▶ **KURZE ÜBUNG A**
Gib den nachstehenden Auszug über Bürgermeister Dinkins und die Budget-Debatte vollständig und wortgetreu wieder.

▶ **ZU LESENDER AUSZUG**
Spätestens seit der Budget-Debatte wird der gerade 18 Monate regierende, erste schwarze Bürgermeister des „Big Apple“, in den viele „grassroots“-Gruppen und Minderheitenvertreter geradezu messianische Erwartungen setzten, von allen Seiten unter Druck gesetzt. Dem 35köpfigen Stadtrat war des Bürgermeisters Besteuerungsvorschlag zu „radikal“, und er bot ihm bis hin zur Obstruktion Paroli. Dinkins' demokratischer Parteigenosse, der Gouverneur vom Bundesstaat New York, Mario Cuomo, hat Ambitionen auf das Präsidentenamt und will Dinkins in der jetzigen Situation nicht allzu sehr entgegenkommen. Was er übrigens auch nicht kann, denn er hat mit dem eigenen Bundesbudget genug Probleme. Und Oberwächter 'New York Times‘ hackt schon seit Tagen auf Dinkins herum, weil dessen Budget die Mittelklasse besonders hart treffe.

▶ **KURZE ÜBUNG B**
Tippe die folgenden Einträge Zeile für Zeile unverändert ab.

▶ **VORLIEGENDE EINTRÄGE**
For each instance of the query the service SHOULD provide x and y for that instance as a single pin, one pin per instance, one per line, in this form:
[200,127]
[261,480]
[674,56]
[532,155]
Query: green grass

▶ **RICHTIGE ANTWORT A**
Spätestens seit der Budget-Debatte wird der gerade 18 Monate regierende, erste schwarze Bürgermeister des „Big Apple“, in den viele „grassroots“-Gruppen und Minderheitenvertreter geradezu messianische Erwartungen setzten, von allen Seiten unter Druck gesetzt. Dem 35köpfigen Stadtrat war des Bürgermeisters Besteuerungsvorschlag zu „radikal“, und er bot ihm bis hin zur Obstruktion Paroli. Dinkins' demokratischer Parteigenosse, der Gouverneur vom Bundesstaat New York, Mario Cuomo, hat Ambitionen auf das Präsidentenamt und will Dinkins in der jetzigen Situation nicht allzu sehr entgegenkommen. Was er übrigens auch nicht kann, denn er hat mit dem eigenen Bundesbudget genug Probleme. Und Oberwächter 'New York Times‘ hackt schon seit Tagen auf Dinkins herum, weil dessen Budget die Mittelklasse besonders hart treffe.

▶ **RICHTIGE ANTWORT B**
For each instance of the query the service SHOULD provide x and y for that instance as a single pin, one pin per instance, one per line, in this form:
[200,127]
[261,480]
[674,56]
[532,155]
Query: green grass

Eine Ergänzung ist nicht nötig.